Show every line of the records below that contains the word "rose".
-- Given information follows --
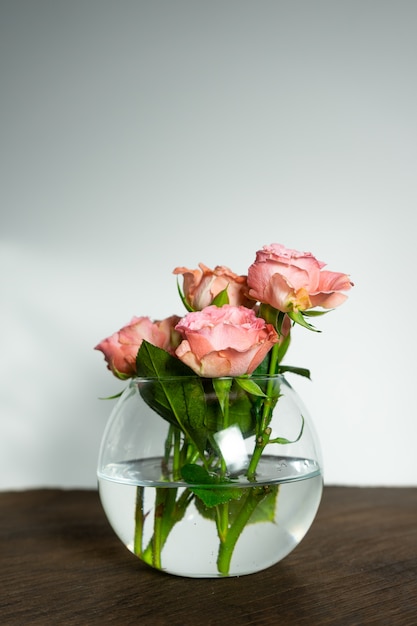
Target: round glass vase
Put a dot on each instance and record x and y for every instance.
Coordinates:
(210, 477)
-- Given information concluded --
-- Given information follows --
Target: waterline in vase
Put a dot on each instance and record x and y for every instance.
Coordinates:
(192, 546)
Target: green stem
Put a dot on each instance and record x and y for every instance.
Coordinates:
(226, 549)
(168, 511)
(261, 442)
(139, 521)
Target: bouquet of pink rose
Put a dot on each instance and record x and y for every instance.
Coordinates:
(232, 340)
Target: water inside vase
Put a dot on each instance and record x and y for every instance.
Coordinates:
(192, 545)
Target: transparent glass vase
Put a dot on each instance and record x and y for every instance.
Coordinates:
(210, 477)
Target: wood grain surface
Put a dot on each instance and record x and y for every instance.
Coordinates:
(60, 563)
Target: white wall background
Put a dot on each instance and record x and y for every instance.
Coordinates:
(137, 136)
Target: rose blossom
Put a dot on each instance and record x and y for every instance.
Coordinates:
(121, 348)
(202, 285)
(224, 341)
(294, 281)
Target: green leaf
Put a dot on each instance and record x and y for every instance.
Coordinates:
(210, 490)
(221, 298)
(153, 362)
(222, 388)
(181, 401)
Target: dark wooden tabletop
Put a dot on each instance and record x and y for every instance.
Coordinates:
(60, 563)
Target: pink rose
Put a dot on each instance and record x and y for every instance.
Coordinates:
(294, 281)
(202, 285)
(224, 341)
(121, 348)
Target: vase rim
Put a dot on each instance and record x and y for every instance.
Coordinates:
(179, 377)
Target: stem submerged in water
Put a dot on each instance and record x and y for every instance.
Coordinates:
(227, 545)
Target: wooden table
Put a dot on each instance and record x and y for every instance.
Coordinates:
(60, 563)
-- Given information concluded --
Answer space:
Target: bouquet of pink rose
Target: rose blossom
Target: pink rose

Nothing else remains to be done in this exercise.